I've always wondered if these are krill. They are shrimp-like. They come in swarms once a year, around Feb to March. They don't grow any bigger, I'm told. And they taste great. Let's just assume they are krill.

Krill used to be abundant in our fish markets. I remember eating them in scrambles eggs. A Filipino maid, Betty, who used to take care of Ming as a toddler, once fried little krill pancakes that were so good Yi still remembers them. The freshness of the krill gives a terrific savory-sweetness and crunchiness (since they are mostly shells) and when fried in oil, the flavor and taste are truly a gastronomic delight. Only thing is, the tiny black dots, the eyes, bother me. I imagine them as black pepper.

krill1

Another more common way to eat krill is in the form of salt-pickled cincaluk. I didn't grow up eating cincaluk, so the only way I eat it is the way Linda taught me, as a dip with some lime juice and chili padi. Slurp! I didn't eat cincaluk for a long time because they tasted more of salt than anything. Then Linda gave me a bottle made by her friend in Miri, and man, I was hooked. I still have half a bottle. There's no expiry date I hope...

Do I feel guilty competing with the whales and fish for food? I used to but then I think it is necessary to decimate the krill population too, because each year when the krill come, they are so abundant they usually cause red tides (probably due to depletion of oxygen, a condition that is favorable to the growth of certain algae), harmful algae blooms that kill marine life and humans who eat them.

Krill are now hard to come by. I'm not sure why, but I think it's probably due to the fact that they are not in demand and they don't keep very well. I've always imagined going out to the sea during krill season and scooping the krill with mosquito nets, or my long Bohemian skirt, because I was told krill are too fine for ordinary fishing nets. I've only seen patches of these shrimps once, long ago, in Tanjung Aru Beach before it became the polluted grey sea that it now is, with all the dirt from those stalls.My friend Su was out to sea with her family last Sunday and they spotted some fishermen harvesting krill. Lucky me, Su lives less than 5 minutes away.

I tried to scrimp on the oil and made pancakes instead, but Wey complained that the pancakes weren't crispy so I made some fritters too. The amount of ingredients are an estimate, as I added water and flour to get the right consistency. Su said the fritters are best made from self-raising flour with some chopped cilantro/coriander leaves, which I didn't have, so I added chives and spring onions from my garden. The pancakes/fritters go very well with a Korean pa jon (Korean pancakes) dip or a sour-sweet chili sauce.

krill

Krill Fritters
300-400 g krill (I prefer more)
1-2 cups chopped chives or cilantro or spring onions, or mixture of
1 1/2 -2 cups of self-raising flour
1/3 t salt (or to taste)
shakes of white pepper
1 egg
1 1/2 + cups water

oil for frying

1. Mix all the ingredients together (except the oil) until smooth. The batter should be thin enough for a spoonful of it to drop easily.

- Task
Copy the passage of the krill text from "Another more common" up to and including "date I hope...".

- Data extract

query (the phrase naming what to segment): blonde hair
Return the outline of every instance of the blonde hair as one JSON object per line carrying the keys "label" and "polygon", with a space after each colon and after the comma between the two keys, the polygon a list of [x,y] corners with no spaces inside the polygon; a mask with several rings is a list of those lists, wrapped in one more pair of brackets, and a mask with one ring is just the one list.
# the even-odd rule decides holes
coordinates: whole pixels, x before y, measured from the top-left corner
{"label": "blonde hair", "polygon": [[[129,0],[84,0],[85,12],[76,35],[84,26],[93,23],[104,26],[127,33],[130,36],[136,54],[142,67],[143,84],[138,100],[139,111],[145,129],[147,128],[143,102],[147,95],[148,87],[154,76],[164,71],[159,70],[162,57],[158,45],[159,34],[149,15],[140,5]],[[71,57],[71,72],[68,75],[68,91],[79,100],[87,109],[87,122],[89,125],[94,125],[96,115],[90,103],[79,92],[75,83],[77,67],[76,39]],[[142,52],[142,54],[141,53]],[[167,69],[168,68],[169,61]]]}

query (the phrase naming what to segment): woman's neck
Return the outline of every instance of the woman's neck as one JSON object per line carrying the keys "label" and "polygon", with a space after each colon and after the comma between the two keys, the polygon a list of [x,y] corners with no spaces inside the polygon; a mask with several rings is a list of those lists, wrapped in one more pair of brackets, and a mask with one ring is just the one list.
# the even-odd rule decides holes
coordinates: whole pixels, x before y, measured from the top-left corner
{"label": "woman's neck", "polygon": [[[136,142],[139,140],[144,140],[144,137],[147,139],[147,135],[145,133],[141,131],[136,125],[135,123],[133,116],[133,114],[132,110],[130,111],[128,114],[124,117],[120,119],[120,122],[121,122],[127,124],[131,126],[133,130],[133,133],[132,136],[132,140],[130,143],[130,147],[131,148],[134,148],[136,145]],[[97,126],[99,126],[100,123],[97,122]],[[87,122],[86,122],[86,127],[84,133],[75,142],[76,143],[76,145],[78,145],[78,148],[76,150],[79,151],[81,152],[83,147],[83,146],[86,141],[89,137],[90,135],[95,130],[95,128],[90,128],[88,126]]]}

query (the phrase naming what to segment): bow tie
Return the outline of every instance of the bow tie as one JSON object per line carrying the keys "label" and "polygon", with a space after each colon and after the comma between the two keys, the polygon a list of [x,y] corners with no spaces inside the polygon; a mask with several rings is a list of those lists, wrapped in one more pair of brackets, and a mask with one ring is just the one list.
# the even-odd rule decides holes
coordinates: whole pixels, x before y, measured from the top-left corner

- The solution
Another more common way to eat krill is in the form of salt-pickled cincaluk. I didn't grow up eating cincaluk, so the only way I eat it is the way Linda taught me, as a dip with some lime juice and chili padi. Slurp! I didn't eat cincaluk for a long time because they tasted more of salt than anything. Then Linda gave me a bottle made by her friend in Miri, and man, I was hooked. I still have half a bottle. There's no expiry date I hope...